START SUPPLIED PASSAGE

Section 16. Judgment on the pleadings.  When an answer fails to tender an issue or otherwise admits the material allegations of the adverse party’s pleading, the Director may, on motion of said adverse party, render judgment on such pleadings.  


Section 17. Summary judgment.  Any party seeking to recover upon a petition, a claim, counterclaim  or cross-claim or against whom a petition, claim, cross-claim or counterclaim is asserted may, at any time after the issues are joined, move with supporting affidavit, depositions or admissions of parties, for a summary judgment in his favor as to all or any part thereof.  The motion shall be served at least ten (10) days before the time specified for the hearing.  The adverse party may file with the Bureau and serve opposing affidavits at least three (3) days prior to the day of hearing.  After the hearing, the judgment sought shall be rendered forthwith if the pleadings, depositions and admissions on file, together with the affidavits, show that there is no genuine issue as to any material fact and that the moving party is entitled to a judgment as a matter of law.  


Section 18. Transcript.  The stenographer or such other personnel as may be authorized by the Director shall take down notes of all the proceedings in the hearing.  At the end of each hearing, he shall immediately transcribe  all notes taken thereat and deliver said notes as well as the transcript thereof, duly certified, initialled on each page and signed by him on the last page, to the Hearing Officer, to be attached to the record of the case at least ten (10) days before the next hearing or the date of the first day in a scheduled series of continuous hearings.

END SUPPLIED PASSAGE
START MATERIAL PROVIDED

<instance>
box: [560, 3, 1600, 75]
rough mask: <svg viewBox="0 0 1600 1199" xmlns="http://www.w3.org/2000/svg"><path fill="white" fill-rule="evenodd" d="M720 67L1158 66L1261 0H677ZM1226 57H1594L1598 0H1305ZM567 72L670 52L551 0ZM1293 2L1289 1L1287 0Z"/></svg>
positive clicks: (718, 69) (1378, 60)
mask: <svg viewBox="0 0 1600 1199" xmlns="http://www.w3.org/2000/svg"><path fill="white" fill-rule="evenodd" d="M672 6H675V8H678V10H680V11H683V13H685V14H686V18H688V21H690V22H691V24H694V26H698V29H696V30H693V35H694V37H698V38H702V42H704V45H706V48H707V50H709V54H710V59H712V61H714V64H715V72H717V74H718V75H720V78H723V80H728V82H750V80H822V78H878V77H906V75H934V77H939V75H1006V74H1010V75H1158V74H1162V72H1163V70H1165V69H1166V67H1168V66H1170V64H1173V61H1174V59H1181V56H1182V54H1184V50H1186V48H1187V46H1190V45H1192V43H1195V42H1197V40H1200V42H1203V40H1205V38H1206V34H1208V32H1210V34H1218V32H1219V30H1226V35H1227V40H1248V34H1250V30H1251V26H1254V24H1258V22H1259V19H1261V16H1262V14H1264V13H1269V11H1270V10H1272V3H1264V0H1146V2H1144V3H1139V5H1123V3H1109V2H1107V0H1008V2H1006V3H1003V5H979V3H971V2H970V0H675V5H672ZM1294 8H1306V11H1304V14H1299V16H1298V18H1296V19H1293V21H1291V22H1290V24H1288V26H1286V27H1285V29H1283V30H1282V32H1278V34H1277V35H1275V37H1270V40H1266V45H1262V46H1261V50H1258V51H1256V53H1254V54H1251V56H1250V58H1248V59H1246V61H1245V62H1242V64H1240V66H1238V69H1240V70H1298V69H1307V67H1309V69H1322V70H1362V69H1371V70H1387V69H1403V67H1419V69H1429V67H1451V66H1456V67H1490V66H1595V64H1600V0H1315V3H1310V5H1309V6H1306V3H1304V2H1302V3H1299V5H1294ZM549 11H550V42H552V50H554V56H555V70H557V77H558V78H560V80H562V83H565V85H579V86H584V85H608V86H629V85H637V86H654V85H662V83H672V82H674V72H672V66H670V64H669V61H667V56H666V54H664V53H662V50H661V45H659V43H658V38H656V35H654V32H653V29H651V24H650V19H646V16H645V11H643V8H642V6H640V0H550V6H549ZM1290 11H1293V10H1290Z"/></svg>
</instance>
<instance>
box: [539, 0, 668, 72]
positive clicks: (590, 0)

END MATERIAL PROVIDED

*EXERCISE AIM*. From the procedural rules text, set down word for word the part that opens with "Section 17. Summary" and closes with "matter of law.".

*REPLY TO THE TASK*.
Section 17. Summary judgment.  Any party seeking to recover upon a petition, a claim, counterclaim  or cross-claim or against whom a petition, claim, cross-claim or counterclaim is asserted may, at any time after the issues are joined, move with supporting affidavit, depositions or admissions of parties, for a summary judgment in his favor as to all or any part thereof.  The motion shall be served at least ten (10) days before the time specified for the hearing.  The adverse party may file with the Bureau and serve opposing affidavits at least three (3) days prior to the day of hearing.  After the hearing, the judgment sought shall be rendered forthwith if the pleadings, depositions and admissions on file, together with the affidavits, show that there is no genuine issue as to any material fact and that the moving party is entitled to a judgment as a matter of law.